▶ [WORK TO COMPLETE]:
[a] Decide whether each statement agrees with the passage on the Doukhobor migration to Canada, answering yes or no and quoting the words of the passage that decide it. (i) The first ship sailed to Halifax from the port of Batum. (ii) The Sons of Freedom made up a large part of the Doukhobors. (iii) Andrea found the copy of Resurrection in the glove box.
[b] Reproduce word for word the part of the Doukhobor migration passage that opens with the words containing "I was reminded" and closes with "the glove box.".

* start TEXT PROVIDED *

TEN MONTHS after Russian author Leo Tolstoy delivered his letter on behalf of my ancestors, the first of four ships carrying the Orthodox Church dissenters set sail for Halifax, Nova Scotia from the Russian Black Sea port of Batum. Over a month later they arrived carrying high hopes of at last realising a communal utopia in a welcoming country. By 1902, 8000 Doukhobor refugees were in Canada, making it the largest single mass migration in the country’s history.
But, even the best laid plans can go sideways.
While there are many reasons for the failed communal utopia, one reason stands out above all: A small fanatical group called the Sons of Freedom would splinter from the Doukhobors. By the 1950s their acts of protest in British Columbia would thrust them into frenzied, hostile conflict with authorities. Branded as terrorists, hundreds of Sons of Freedom — including my grandfather — would be imprisoned. Propelled into an unwanted national spotlight, the Doukhobor community in BC became fractured.
I was reminded of Tolstoy’s letter when I glanced at my travel companion, Andrea, reading the back of my copy of Tolstoy’s final novel, Resurrection, which she’d found in the glove box.
We were driving on Highway 3 several hours east of Vancouver. Mist obscured the crowns of fir trees lining either side of the road as we curved our way up and down high mountain passes en route to my hometown of Castlegar, British Columbia, in the province’s West Kootenay region — Doukhobor country.

* end TEXT PROVIDED *
* start DATA RECORDS *

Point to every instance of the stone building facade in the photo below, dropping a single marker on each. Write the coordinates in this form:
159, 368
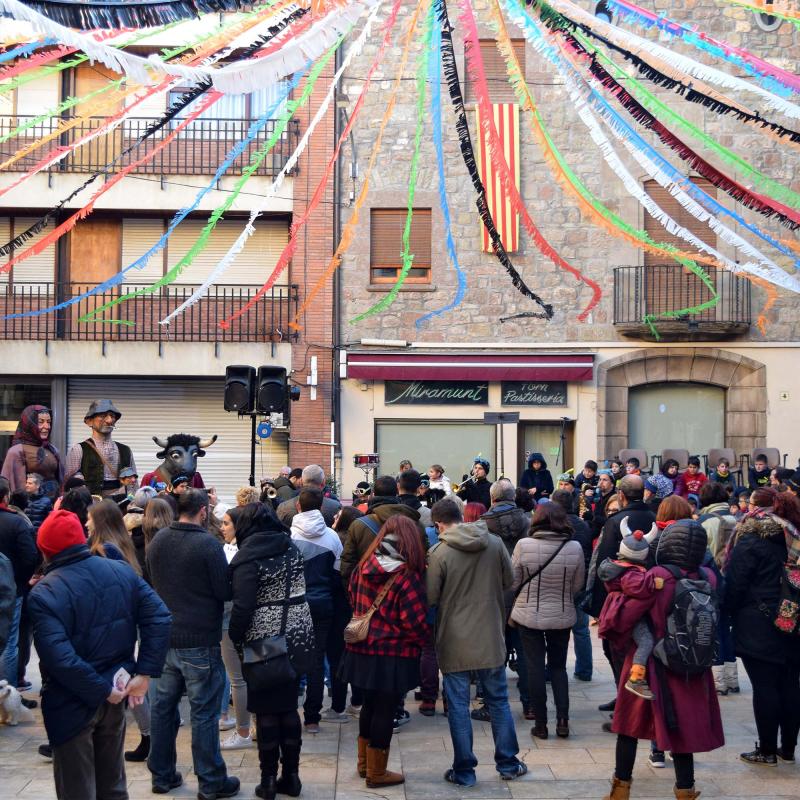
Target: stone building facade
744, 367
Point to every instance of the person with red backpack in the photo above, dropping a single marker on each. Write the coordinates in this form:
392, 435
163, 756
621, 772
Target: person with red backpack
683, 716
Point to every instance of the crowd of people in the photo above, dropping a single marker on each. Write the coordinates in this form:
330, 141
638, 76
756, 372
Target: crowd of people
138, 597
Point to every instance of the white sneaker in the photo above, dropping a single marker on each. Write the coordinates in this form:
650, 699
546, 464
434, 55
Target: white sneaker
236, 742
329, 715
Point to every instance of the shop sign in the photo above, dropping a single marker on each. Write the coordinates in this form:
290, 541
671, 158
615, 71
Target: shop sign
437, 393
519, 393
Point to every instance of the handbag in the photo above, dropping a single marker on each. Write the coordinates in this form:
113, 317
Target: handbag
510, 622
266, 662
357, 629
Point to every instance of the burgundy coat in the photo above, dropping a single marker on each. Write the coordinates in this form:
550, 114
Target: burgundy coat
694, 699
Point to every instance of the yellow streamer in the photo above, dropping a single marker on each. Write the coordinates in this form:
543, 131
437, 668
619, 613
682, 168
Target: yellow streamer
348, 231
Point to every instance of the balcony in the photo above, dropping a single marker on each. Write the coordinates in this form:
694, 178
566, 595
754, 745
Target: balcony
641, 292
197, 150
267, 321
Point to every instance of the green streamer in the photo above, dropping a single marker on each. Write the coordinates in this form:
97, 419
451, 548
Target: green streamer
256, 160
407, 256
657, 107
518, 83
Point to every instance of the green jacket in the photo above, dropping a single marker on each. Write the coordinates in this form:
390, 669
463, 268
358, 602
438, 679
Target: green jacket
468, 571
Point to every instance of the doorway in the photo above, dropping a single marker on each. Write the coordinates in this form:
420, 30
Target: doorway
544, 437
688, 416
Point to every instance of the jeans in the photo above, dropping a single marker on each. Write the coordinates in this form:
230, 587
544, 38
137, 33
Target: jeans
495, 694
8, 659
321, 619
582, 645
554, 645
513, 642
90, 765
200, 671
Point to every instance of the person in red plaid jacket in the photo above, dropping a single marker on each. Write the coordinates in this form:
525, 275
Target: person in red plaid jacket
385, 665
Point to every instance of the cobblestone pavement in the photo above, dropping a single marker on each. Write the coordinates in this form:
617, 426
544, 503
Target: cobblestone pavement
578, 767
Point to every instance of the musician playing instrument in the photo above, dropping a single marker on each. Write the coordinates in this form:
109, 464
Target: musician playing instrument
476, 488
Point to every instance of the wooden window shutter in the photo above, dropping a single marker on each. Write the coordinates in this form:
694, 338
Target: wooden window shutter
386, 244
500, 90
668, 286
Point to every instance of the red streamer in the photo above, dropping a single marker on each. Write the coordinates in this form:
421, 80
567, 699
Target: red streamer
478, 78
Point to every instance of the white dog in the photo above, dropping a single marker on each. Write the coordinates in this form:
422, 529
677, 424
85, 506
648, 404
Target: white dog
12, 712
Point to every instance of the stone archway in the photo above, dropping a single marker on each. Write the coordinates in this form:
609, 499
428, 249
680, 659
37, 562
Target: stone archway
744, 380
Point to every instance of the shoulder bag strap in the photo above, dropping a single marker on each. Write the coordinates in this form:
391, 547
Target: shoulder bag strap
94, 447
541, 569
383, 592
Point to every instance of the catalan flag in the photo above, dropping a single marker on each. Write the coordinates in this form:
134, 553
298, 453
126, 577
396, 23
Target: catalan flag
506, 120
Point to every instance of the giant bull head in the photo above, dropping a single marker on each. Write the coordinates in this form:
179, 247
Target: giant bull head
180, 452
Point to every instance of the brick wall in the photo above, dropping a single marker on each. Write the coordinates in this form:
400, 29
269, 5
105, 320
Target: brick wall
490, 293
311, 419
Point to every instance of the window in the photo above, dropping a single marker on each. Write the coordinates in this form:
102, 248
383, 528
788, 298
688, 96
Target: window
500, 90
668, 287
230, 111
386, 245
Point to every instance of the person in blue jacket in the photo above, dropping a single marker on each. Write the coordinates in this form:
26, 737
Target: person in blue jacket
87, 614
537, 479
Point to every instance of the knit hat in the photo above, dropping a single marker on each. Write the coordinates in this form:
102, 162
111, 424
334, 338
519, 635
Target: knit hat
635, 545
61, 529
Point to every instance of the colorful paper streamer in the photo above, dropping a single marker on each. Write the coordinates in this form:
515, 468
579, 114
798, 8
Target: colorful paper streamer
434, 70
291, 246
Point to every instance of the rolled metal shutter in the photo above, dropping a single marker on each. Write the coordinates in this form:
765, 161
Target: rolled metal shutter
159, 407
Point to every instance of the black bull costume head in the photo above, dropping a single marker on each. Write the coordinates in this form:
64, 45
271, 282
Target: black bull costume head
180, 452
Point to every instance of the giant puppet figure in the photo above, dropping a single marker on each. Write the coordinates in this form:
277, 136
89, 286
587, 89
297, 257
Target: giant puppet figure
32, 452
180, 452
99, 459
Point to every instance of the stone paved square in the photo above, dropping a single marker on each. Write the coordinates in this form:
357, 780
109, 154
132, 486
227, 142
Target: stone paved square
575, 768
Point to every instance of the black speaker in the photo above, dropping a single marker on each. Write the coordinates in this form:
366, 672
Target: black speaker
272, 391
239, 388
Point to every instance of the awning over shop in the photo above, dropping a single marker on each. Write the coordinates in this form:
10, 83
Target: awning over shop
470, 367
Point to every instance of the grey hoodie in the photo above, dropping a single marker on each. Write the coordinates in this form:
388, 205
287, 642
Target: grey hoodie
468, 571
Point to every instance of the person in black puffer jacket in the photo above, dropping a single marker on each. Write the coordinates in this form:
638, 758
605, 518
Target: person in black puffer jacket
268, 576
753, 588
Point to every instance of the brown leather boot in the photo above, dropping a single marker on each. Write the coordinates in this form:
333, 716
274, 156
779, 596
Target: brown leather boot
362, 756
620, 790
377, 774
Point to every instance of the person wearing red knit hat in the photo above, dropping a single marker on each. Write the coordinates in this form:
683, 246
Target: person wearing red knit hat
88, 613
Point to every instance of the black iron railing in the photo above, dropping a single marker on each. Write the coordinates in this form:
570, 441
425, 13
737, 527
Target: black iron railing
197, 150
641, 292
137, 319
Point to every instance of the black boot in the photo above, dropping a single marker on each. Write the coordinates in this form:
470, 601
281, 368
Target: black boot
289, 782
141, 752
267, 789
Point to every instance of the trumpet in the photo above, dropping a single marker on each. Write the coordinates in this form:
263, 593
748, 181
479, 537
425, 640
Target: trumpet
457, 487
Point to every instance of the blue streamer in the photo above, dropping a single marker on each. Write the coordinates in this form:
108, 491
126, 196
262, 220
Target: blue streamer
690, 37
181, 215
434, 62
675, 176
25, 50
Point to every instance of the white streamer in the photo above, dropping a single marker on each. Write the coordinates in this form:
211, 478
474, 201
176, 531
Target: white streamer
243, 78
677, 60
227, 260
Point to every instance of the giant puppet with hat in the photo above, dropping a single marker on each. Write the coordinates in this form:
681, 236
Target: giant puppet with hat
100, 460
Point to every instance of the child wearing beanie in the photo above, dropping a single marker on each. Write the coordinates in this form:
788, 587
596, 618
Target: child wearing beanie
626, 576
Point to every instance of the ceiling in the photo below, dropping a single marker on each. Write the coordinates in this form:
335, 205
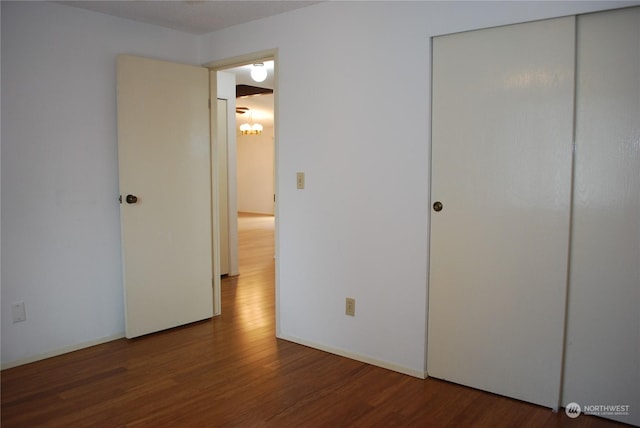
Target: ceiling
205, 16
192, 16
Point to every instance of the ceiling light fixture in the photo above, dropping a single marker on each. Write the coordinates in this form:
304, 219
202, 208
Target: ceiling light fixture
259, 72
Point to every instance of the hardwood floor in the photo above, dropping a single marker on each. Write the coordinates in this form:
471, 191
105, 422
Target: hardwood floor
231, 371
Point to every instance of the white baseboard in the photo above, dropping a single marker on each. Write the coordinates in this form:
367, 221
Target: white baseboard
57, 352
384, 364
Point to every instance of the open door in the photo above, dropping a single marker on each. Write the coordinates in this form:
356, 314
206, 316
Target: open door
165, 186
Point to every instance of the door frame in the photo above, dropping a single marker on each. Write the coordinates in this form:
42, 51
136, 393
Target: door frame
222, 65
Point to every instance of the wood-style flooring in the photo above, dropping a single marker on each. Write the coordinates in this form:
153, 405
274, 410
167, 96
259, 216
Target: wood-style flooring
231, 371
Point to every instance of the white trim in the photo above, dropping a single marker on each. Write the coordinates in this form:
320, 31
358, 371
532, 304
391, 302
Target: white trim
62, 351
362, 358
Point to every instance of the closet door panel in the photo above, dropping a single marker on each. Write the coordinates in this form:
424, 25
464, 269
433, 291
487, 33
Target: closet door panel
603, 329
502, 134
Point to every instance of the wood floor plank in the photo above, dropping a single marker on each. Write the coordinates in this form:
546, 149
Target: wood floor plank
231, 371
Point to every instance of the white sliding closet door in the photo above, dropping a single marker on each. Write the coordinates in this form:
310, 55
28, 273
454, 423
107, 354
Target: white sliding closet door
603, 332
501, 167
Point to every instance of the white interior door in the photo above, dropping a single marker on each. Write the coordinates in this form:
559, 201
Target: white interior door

* end DATA RECORDS *

▶ [EXERCISE ANSWERS]:
[a]
(i) Yes: "the first of four ships carrying the Orthodox Church dissenters set sail for Halifax, Nova Scotia from the Russian Black Sea port of Batum"
(ii) No: "A small fanatical group called the Sons of Freedom would splinter from the Doukhobors"
(iii) Yes: "which she’d found in the glove box"

[b]
I was reminded of Tolstoy’s letter when I glanced at my travel companion, Andrea, reading the back of my copy of Tolstoy’s final novel, Resurrection, which she’d found in the glove box.